> _Supplied text_:
◇ ◇ ◇ ◇
If a police officer cannot be trusted, then there’s really no reason for that cop to remain on the force. That’s the thrust of a new report from the city’s primary watchdog revealing serious credibility fissures at the Chicago Police Department.
The Chicago Office of Inspector General found that more than a hundred Chicago Police Department officers gave false information during criminal investigations. In many cases, the officers’ behavior — and how it was handled by the department and its oversight bodies — speaks to CPD’s persistent culture of cover-up. The report cites cops who lied about witnessing excessive force used by fellow officers, lied about verbally abusing Black youths with racist language and harassing Black youths, and filed false police reports.
CPD’s stated policy, Inspector General Deborah Witzburg reported, is to terminate officers who have been found to make false police reports or statements. More often than not, however, the department’s response was far too lenient.
In one 2019 instance, an officer witnessed a fellow cop slam an intoxicated individual to the ground, causing the person’s head to hit the curb. Video footage showed that the man was clearly unconscious, but the witnessing officer stated repeatedly that the victim remained conscious and was “alert and/or responsive.” It’s the kind of “code of silence” behavior that should get an officer fired, but instead the Civilian Office of Police Accountability (COPA), which investigates CPD rules violations by officers, recommended a 90-day suspension.
◇ ◇ ◇ ◇
> _Exercise data_:
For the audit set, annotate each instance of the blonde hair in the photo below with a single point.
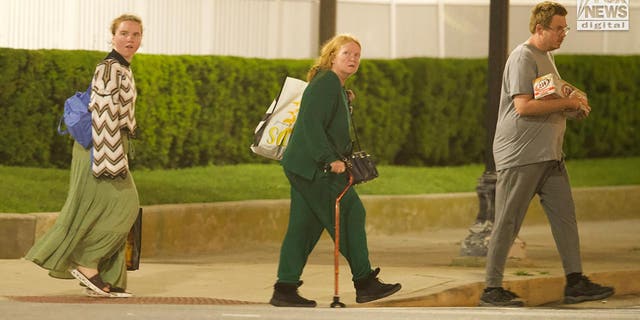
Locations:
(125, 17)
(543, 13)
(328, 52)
◇ ◇ ◇ ◇
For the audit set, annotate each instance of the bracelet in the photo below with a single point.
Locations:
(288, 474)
◇ ◇ ◇ ◇
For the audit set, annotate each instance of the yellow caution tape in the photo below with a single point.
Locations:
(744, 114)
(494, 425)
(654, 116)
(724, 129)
◇ ◇ ◇ ◇
> _Task A_: According to the passage about Chicago police credibility, why should the officer who witnessed the 2019 curb incident have been fired? Answer in one to three sentences.
> _Task B_: Can you continue the passage about Chicago police credibility, starting after its final sentence?
The entries have nothing to do with the passage about Chicago police credibility.

> _Exercise response A_: The officer repeatedly claimed the victim stayed conscious and "alert and/or responsive," even though video showed the man was clearly unconscious. That false statement is the kind of "code of silence" behavior that should cost an officer the job. CPD's stated policy is to fire officers found to have made false reports or statements.

> _Exercise response B_:
In another case, an officer who handcuffed a youth after a 2017 fight outside a school punched the youth while other officers at the scene watched. One of the officers, a sergeant, repeatedly denied seeing his fellow cop strike the youth. The sergeant should have been fired — but instead was given a 60-day suspension by COPA.
Is firing a cop for lying too harsh?
No, it’s not, principally because these aren’t little white lies. These officers were lying about police brutality, about racist treatment of Black youths, and doing so on police reports and to officials with the department’s internal affairs division along with COPA and the Police Board. Officers who lie compromise prosecutions of criminal cases and make the city even more vulnerable to lawsuits and multimillion-dollar settlements and judgments.
Most of all, officer untruthfulness erodes the already fragile trust that communities, particularly those in Black and brown neighborhoods, have in law enforcement. When that trust fades, violent neighborhoods become even more unsafe.
It’s not just the lying that’s the problem. Law enforcement in Chicago is structured to sweep officer credibility issues under the rug.
Witzburg found that the department doesn’t keep track which officers have been deemed guilty of conveying false information either in writing or orally, a violation of what CPD calls Rule 14. In some cases, officers were found guilty of lying but had those findings erased from their disciplinary histories.
Some cops guilty of Rule 14 violations ended up getting promoted or assigned to high-profile duties such as work on tactical or gang teams, or the department’s FBI task force.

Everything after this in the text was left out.